* _SOURCE MATERIAL_:
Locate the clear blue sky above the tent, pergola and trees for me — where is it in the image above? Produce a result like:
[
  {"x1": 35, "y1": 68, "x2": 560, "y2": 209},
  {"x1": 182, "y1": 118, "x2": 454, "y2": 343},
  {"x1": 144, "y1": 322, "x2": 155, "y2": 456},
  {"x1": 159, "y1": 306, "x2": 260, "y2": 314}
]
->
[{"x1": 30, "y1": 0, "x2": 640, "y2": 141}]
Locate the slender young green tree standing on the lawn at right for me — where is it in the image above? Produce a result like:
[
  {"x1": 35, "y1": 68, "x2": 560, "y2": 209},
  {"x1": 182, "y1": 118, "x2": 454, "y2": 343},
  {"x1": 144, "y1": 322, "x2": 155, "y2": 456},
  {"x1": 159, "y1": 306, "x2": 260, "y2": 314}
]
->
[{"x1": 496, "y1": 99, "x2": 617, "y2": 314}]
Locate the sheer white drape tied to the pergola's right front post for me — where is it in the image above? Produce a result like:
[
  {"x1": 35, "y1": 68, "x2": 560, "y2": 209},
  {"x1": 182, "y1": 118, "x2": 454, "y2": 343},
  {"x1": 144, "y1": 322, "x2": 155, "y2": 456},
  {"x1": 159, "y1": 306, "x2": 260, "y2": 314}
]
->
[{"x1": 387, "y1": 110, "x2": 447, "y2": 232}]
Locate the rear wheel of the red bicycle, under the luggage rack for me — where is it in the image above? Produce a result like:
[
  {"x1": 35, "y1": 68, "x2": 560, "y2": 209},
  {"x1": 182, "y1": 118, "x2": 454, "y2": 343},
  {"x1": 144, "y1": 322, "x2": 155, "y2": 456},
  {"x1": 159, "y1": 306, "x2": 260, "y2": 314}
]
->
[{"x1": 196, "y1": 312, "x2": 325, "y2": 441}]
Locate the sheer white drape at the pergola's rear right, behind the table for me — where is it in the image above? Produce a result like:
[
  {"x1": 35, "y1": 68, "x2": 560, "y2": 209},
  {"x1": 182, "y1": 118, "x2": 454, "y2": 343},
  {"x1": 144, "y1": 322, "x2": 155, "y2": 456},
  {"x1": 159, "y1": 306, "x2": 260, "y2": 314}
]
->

* _WORK TO BE COMPLETED_:
This exercise calls for the entries to be restated exactly.

* _COMPLETED EXERCISE_:
Locate the clear blue sky above the tent, pergola and trees for me — where is it in the image above? Produce a result like:
[
  {"x1": 35, "y1": 68, "x2": 560, "y2": 209},
  {"x1": 182, "y1": 118, "x2": 454, "y2": 343},
  {"x1": 144, "y1": 322, "x2": 155, "y2": 456},
  {"x1": 159, "y1": 306, "x2": 260, "y2": 314}
]
->
[{"x1": 30, "y1": 0, "x2": 640, "y2": 141}]
Locate the slender young green tree standing on the lawn at right for me — where is it in the image above? Produce a result like:
[
  {"x1": 35, "y1": 68, "x2": 560, "y2": 209},
  {"x1": 182, "y1": 118, "x2": 454, "y2": 343},
  {"x1": 144, "y1": 322, "x2": 155, "y2": 456},
  {"x1": 159, "y1": 306, "x2": 260, "y2": 314}
]
->
[{"x1": 496, "y1": 99, "x2": 617, "y2": 314}]
Locate the sheer white drape tied to the pergola's right front post for me — where is it in the image above? Produce a result like:
[
  {"x1": 35, "y1": 68, "x2": 560, "y2": 209},
  {"x1": 182, "y1": 118, "x2": 454, "y2": 343},
  {"x1": 144, "y1": 322, "x2": 155, "y2": 456},
  {"x1": 159, "y1": 306, "x2": 260, "y2": 314}
]
->
[{"x1": 387, "y1": 110, "x2": 447, "y2": 232}]
Locate the rear wheel of the red bicycle, under the luggage rack for me — where is it in the image above? Produce a result like:
[
  {"x1": 35, "y1": 68, "x2": 560, "y2": 209},
  {"x1": 182, "y1": 118, "x2": 454, "y2": 343},
  {"x1": 144, "y1": 322, "x2": 155, "y2": 456},
  {"x1": 159, "y1": 306, "x2": 260, "y2": 314}
]
->
[{"x1": 196, "y1": 312, "x2": 325, "y2": 441}]
Locate the sheer white drape at the pergola's rear right, behind the table for me — where is it in the image above? Produce a result like:
[
  {"x1": 35, "y1": 68, "x2": 560, "y2": 209},
  {"x1": 182, "y1": 118, "x2": 454, "y2": 343},
  {"x1": 144, "y1": 322, "x2": 155, "y2": 456},
  {"x1": 159, "y1": 306, "x2": 260, "y2": 314}
]
->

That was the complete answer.